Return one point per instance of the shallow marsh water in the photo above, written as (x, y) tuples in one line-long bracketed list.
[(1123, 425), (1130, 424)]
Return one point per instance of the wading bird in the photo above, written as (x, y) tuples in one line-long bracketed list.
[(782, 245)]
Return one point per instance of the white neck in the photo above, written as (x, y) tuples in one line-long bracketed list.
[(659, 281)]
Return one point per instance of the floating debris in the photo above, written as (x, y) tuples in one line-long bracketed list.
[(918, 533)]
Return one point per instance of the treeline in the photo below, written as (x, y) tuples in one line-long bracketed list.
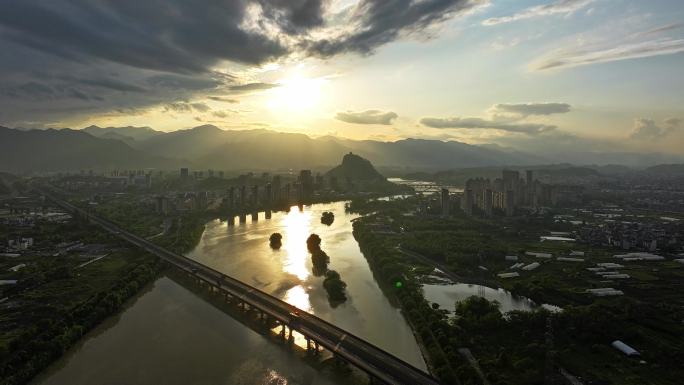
[(431, 325), (41, 344), (529, 347)]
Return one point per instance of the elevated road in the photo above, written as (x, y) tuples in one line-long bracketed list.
[(379, 364)]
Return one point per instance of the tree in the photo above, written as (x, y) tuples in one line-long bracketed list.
[(275, 240), (313, 243)]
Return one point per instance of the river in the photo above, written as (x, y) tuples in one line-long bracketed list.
[(169, 335)]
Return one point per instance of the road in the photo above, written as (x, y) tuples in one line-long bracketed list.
[(378, 363)]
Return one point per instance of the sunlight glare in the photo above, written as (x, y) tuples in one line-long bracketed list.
[(297, 94), (297, 229)]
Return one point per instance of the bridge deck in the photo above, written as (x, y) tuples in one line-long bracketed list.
[(369, 358)]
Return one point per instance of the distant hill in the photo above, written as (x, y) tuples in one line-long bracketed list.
[(65, 150), (129, 134), (208, 146), (666, 169), (356, 168)]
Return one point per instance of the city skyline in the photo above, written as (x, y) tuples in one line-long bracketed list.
[(601, 75)]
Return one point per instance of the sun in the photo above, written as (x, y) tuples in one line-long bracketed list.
[(297, 95)]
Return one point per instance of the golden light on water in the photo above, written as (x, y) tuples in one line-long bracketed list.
[(296, 225), (298, 297)]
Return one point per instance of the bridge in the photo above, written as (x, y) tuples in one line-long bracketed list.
[(380, 365)]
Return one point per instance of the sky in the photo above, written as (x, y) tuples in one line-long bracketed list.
[(537, 76)]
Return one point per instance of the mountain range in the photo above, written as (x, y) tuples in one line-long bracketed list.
[(207, 146)]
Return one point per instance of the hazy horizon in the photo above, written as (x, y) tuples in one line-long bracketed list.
[(564, 75)]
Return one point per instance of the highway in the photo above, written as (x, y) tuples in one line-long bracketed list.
[(378, 363)]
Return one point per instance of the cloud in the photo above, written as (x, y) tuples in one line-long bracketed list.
[(223, 99), (631, 46), (78, 59), (367, 117), (221, 114), (614, 53), (170, 35), (185, 107), (374, 23), (252, 87), (479, 123), (648, 129), (527, 109), (561, 7)]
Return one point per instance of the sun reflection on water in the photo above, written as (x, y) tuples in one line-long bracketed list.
[(296, 226)]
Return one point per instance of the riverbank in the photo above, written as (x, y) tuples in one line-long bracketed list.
[(68, 307)]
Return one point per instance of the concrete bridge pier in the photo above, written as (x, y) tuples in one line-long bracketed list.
[(290, 337)]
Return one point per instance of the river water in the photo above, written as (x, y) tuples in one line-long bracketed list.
[(169, 335)]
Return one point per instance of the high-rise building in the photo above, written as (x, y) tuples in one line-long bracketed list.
[(243, 195), (269, 194), (275, 183), (306, 181), (510, 203), (445, 202), (230, 200), (467, 201), (489, 202), (255, 195)]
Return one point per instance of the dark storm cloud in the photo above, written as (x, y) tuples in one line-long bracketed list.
[(40, 92), (295, 16), (73, 59), (108, 83), (383, 21), (169, 35)]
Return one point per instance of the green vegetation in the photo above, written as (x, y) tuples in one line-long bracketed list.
[(56, 302), (327, 218), (525, 347), (275, 240), (335, 287)]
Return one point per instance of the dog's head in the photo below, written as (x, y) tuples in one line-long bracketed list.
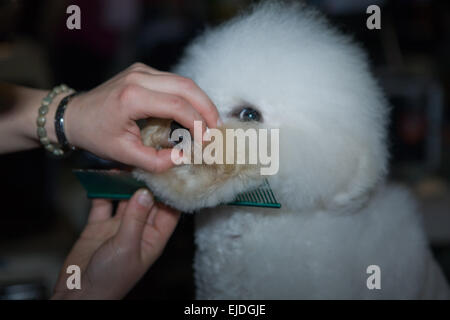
[(284, 67)]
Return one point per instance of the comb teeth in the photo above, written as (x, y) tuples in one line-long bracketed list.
[(119, 185), (260, 197)]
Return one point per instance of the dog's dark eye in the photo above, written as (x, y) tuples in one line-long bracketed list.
[(248, 114)]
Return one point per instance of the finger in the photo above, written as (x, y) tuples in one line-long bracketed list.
[(101, 210), (142, 67), (187, 89), (135, 218), (149, 158), (146, 103), (121, 209)]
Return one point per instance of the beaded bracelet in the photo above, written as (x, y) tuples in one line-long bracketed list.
[(55, 149)]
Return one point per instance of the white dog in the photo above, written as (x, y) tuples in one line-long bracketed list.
[(288, 68)]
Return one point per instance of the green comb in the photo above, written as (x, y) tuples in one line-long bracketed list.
[(120, 185)]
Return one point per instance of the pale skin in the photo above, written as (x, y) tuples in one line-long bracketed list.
[(113, 251)]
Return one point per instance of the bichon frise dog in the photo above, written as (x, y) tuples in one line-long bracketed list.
[(342, 231)]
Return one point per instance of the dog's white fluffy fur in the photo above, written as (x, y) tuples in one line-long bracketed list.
[(338, 215)]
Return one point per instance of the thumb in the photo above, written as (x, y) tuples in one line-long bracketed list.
[(135, 218)]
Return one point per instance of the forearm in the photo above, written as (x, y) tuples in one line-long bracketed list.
[(18, 113)]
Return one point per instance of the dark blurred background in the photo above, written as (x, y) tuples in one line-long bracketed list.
[(43, 206)]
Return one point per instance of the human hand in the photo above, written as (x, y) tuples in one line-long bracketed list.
[(113, 253), (102, 120)]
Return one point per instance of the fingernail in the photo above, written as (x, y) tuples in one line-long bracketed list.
[(144, 198)]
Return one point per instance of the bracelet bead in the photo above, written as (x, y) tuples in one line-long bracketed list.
[(55, 149)]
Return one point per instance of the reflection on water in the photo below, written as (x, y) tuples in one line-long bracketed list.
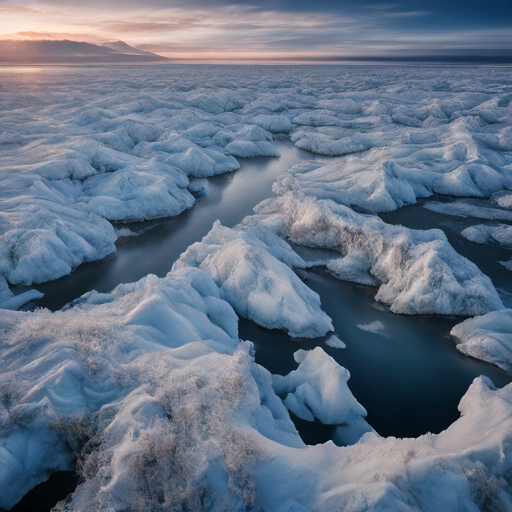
[(410, 380), (229, 198), (486, 257)]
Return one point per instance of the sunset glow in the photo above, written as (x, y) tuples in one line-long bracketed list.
[(273, 31)]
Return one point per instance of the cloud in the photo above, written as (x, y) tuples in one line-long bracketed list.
[(17, 9), (144, 26)]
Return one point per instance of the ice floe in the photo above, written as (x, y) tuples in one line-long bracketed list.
[(167, 409), (487, 337), (418, 271), (253, 269)]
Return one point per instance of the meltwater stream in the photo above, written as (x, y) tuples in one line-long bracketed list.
[(410, 379)]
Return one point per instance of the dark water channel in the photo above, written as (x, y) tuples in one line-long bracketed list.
[(410, 377)]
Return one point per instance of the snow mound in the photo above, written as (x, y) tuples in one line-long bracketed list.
[(487, 337), (167, 409), (334, 342), (419, 272), (252, 269), (318, 389), (375, 327)]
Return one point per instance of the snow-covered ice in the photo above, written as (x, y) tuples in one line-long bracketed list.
[(318, 389), (487, 337), (253, 269), (376, 327), (418, 271), (334, 342), (149, 384), (169, 410)]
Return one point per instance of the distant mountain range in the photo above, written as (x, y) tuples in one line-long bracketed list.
[(72, 52)]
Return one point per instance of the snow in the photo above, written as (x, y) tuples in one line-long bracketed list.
[(334, 342), (375, 327), (252, 269), (176, 414), (487, 337), (318, 389), (418, 271), (122, 147)]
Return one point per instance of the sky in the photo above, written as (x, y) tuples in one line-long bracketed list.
[(271, 30)]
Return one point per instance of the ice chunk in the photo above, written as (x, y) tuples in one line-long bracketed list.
[(252, 269), (419, 271), (375, 327), (334, 342), (318, 389), (487, 337)]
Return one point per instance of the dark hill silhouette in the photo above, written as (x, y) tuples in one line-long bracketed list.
[(74, 52)]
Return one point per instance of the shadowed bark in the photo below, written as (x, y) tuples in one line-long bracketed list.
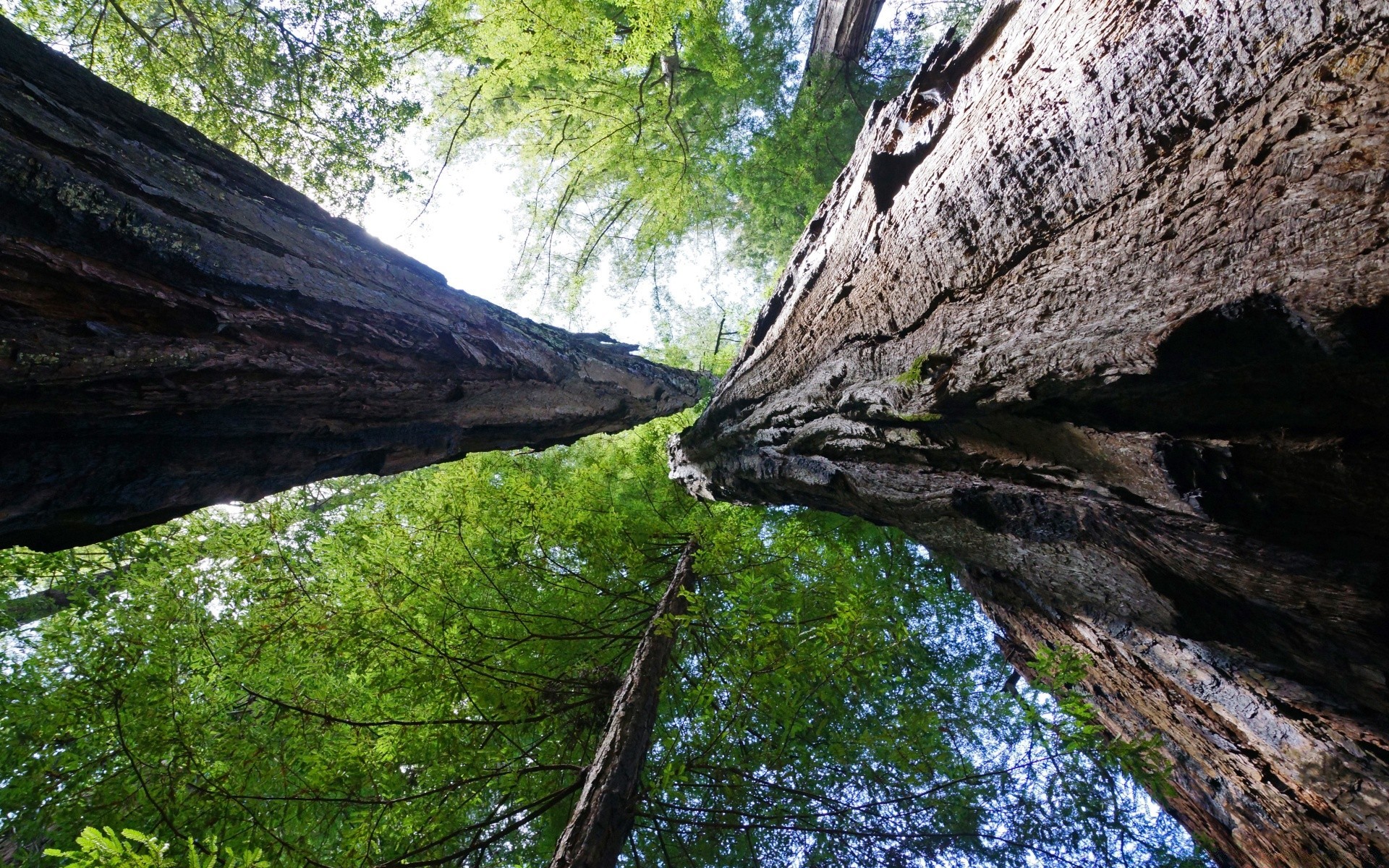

◆ EXERCISE GOAL: Lay out all the rows above as a numbered list. Skip any blank lines and leave the pictures out.

◆ WRITTEN ANSWER:
1. Return one point per instance of the shallow marsh water in the photo above, written as (x, y) tuples in one line-long bracketed list.
2. [(1123, 425), (1130, 424)]
3. Return one point per instance of the wading bird in the photo above, written as (x, y) tuples in one line-long bracketed list.
4. [(782, 245)]
5. Return one point per instance of the white neck in the photo above, written as (x, y) tuples in one line-long bracketed list.
6. [(659, 281)]
7. Return one point per instance of the floating debris in the photo above, written as (x, y) tuples in one line-long bracketed list.
8. [(918, 533)]
9. Return one point per instance of the treeline in the photo below, written as (x, y) tuples in one line-long bracketed list.
10. [(431, 325), (41, 344), (529, 347)]
11. Return one point per instance of the elevated road in the photo above, written as (x, y) tuples in one line-long bracketed list.
12. [(379, 364)]
13. Return one point per instance of the tree in the photo above, written as (x, y) tuples in one line-long bracketed list.
14. [(275, 240), (313, 243)]
15. Return one point per instance of the river in the photo above, written as (x, y) tuples in one line-long bracketed list.
16. [(169, 335)]
17. Return one point per instance of the road in the photo above, written as (x, y) tuples in one line-long bracketed list.
18. [(378, 363)]
19. Return one point per instance of the sunlight glare in the photo above, written as (x, y) tuples in one line-long bracketed list.
20. [(297, 94), (297, 229)]
21. Return one point per instance of the bridge deck in the photo above, written as (x, y) tuples in one line-long bracketed list.
22. [(369, 358)]
23. Return one point per instance of the distant hill in the photo above, written as (x, y) tuples in one line-long bracketed list.
24. [(65, 150), (129, 134), (208, 146), (666, 169), (356, 168)]
25. Return one point per instance of the city skyline in the photo above, written as (x, y) tuples in one line-long bracketed list.
26. [(601, 75)]
27. Return one point per instance of the sun in the photo above, written as (x, y) tuples in one line-long bracketed list.
28. [(297, 95)]
29. Return one point per instance of the golden light on water in the photo above, written as (x, y) tuples in one line-long bracketed list.
30. [(296, 225), (298, 297)]
31. Return one point per instance of the bridge in the photo above, written as (x, y) tuples in one line-long bracketed list.
32. [(380, 365)]
33. Return one point per instance of the sky in the photo above, written as (x, y) tuples in one line-long bracketed list.
34. [(537, 76)]
35. Return one point per instance of the mountain range in the photo above, written as (x, y) tuples in one line-long bracketed list.
36. [(207, 146)]
37. Return one point per instance of the hazy horizon in the photo above, written as (x, y) tuples in one line-long bracketed list.
38. [(564, 75)]
39. Return one point per instance of the highway in the photo above, written as (x, y) tuples in one line-long bracketed list.
40. [(378, 363)]
41. Return one point per instance of the cloud in the photo above, written as (x, y) tuples in one line-long bracketed list.
42. [(223, 99), (631, 46), (78, 59), (367, 117), (221, 114), (614, 53), (170, 35), (185, 107), (374, 23), (252, 87), (479, 123), (648, 129), (527, 109), (561, 7)]
43. Return one point per instance of the sun reflection on water in the photo above, written as (x, y) tuples in one line-long bracketed list.
44. [(296, 226)]
45. Return one point per instance of the riverbank in the photo above, written as (x, y) tuples in one line-long bracketed list.
46. [(68, 307)]
47. Return one point per instance of the concrete bridge pier in the photo above, written as (x, y) tuples in one line-long bracketed list.
48. [(290, 337)]
49. Return one point per instance of the river water in the photo above, written as (x, y) tuples in one line-long bracketed list.
50. [(169, 335)]
51. Return one point per instance of the high-rise building in the photo above, written as (x, y) tuples in one line-long bracketed list.
52. [(243, 195), (269, 194), (275, 183), (306, 181), (510, 203), (445, 202), (230, 200), (467, 201), (489, 202), (255, 195)]
53. Return one point per instance of the dark storm cloud in the photo above, written as (x, y) tuples in one line-long bracketed list.
54. [(40, 92), (295, 16), (73, 59), (108, 83), (383, 21), (169, 35)]
55. Return one point per instance of the green vegetation in the photo above, written as (x, y) tuples in one line-long bracketed list.
56. [(56, 302), (327, 218), (525, 347), (275, 240), (335, 287)]
57. Return one point per instance of the dog's head in the photo below, written as (x, y) tuples in one line-long bracketed list.
58. [(284, 67)]
59. Return one point per instance of the comb teeth in the photo above, written as (x, y) tuples in one line-long bracketed list.
60. [(119, 185), (260, 197)]
61. Return one point per instance of the dog's dark eye in the photo above, written as (x, y) tuples in one line-long bracketed list.
62. [(248, 114)]
63. Return one point per instance of the finger in the photo above, written as (x, y) tuples in one line-long bracketed list.
64. [(101, 210), (142, 67), (187, 89), (135, 218), (149, 158), (146, 103), (121, 209)]
65. Return one point per instance of the beaded bracelet in the photo above, written as (x, y) tuples in one line-long bracketed list.
66. [(55, 149)]
67. Return one point per instance of the white dog in the photo above, written as (x, y) tuples in one line-long bracketed list.
68. [(288, 68)]
69. Return one point per instance of the green comb in the photo above, written as (x, y) tuples in one line-long bracketed list.
70. [(120, 185)]
71. Return one point per instance of the pale skin in the photo above, written as (x, y) tuples in one line-long bracketed list.
72. [(113, 251)]
73. Return one point per instance of the bichon frise dog in the photo above, written as (x, y) tuples in one line-long bracketed list.
74. [(342, 231)]
75. Return one point per instance of the dog's white fluffy fur in the photo above, written as (x, y) tuples in one line-long bracketed list.
76. [(338, 215)]
77. Return one point per instance of the thumb in the photo above, written as (x, y) tuples in one line-long bracketed list.
78. [(135, 218)]
79. Return one point per instance of the forearm in the photo above, written as (x, y) tuples in one line-long bracketed list.
80. [(18, 113)]
81. Return one point per instance of the dark blurred background in the photo above, written as (x, y) tuples in one line-long bracketed list.
82. [(43, 206)]
83. Return one point per instance of the human hand in the photo above, written as (x, y) tuples in one line-long bracketed list.
84. [(113, 253), (102, 120)]
85. Return one point per instance of the fingernail in the photo above, written as (x, y) tuples in one line-long bracketed list.
86. [(144, 198)]
87. Return one point per instance of the bracelet bead in the photo above, written as (x, y) tuples in one line-long bracketed list.
88. [(55, 149)]
89. Return one point per instance of the reflection on water in the photo below, written as (x, y) tuples in one line-long bracketed list.
90. [(410, 380), (229, 198), (486, 257)]
91. Return one point per instance of the sunset glow in the photo above, written as (x, y) tuples in one line-long bracketed list.
92. [(273, 31)]
93. Return one point per instance of the cloud in the photo above, written as (x, y) tuples in one line-long bracketed list.
94. [(17, 9), (144, 26)]
95. Return one point per instance of the ice floe in the photo above, written as (x, y) tuples in one line-long bracketed list.
96. [(167, 409), (487, 337), (418, 271), (253, 269)]
97. Return one point per instance of the meltwater stream in the photo above, written as (x, y) tuples in one line-long bracketed list.
98. [(410, 379)]
99. Return one point per instance of the dark water channel in the photo above, written as (x, y) tuples in one line-long bracketed list.
100. [(410, 377)]
101. Return one point per instance of the snow mound in the photo above, written as (x, y) tuples in one line-long bracketed list.
102. [(487, 337), (167, 409), (334, 342), (419, 272), (252, 269), (318, 389), (375, 327)]
103. Return one point per instance of the snow-covered ice in the photo above, written as (x, y) tuples in one line-long bracketed list.
104. [(318, 389), (487, 337), (253, 269), (376, 327), (418, 271), (334, 342), (149, 384), (169, 410)]
105. Return one point per instance of the distant mountain range in the photo above, written as (x, y) tuples in one line-long bracketed list.
106. [(72, 52)]
107. Return one point per instance of the snow in the photo above, written as (x, y) tuples in one line-long bracketed list.
108. [(334, 342), (375, 327), (252, 269), (176, 414), (487, 337), (318, 389), (418, 271), (122, 147)]
109. Return one point per instance of the sky in the photo above, written as (x, y) tuples in one line-long bracketed list.
110. [(271, 30)]
111. Return one point per instance of the ice chunk in the photo above, written as (x, y) tuples in one line-long bracketed list.
112. [(252, 269), (419, 271), (375, 327), (334, 342), (318, 389), (487, 337)]
113. Return one point per instance of the dark hill silhouette in the photo above, written as (x, y) tuples in one line-long bracketed list.
114. [(74, 52)]
115. Return one point per instance of the shadowed bark in the photo below, written as (x, y) tuples in one line-long bracketed list.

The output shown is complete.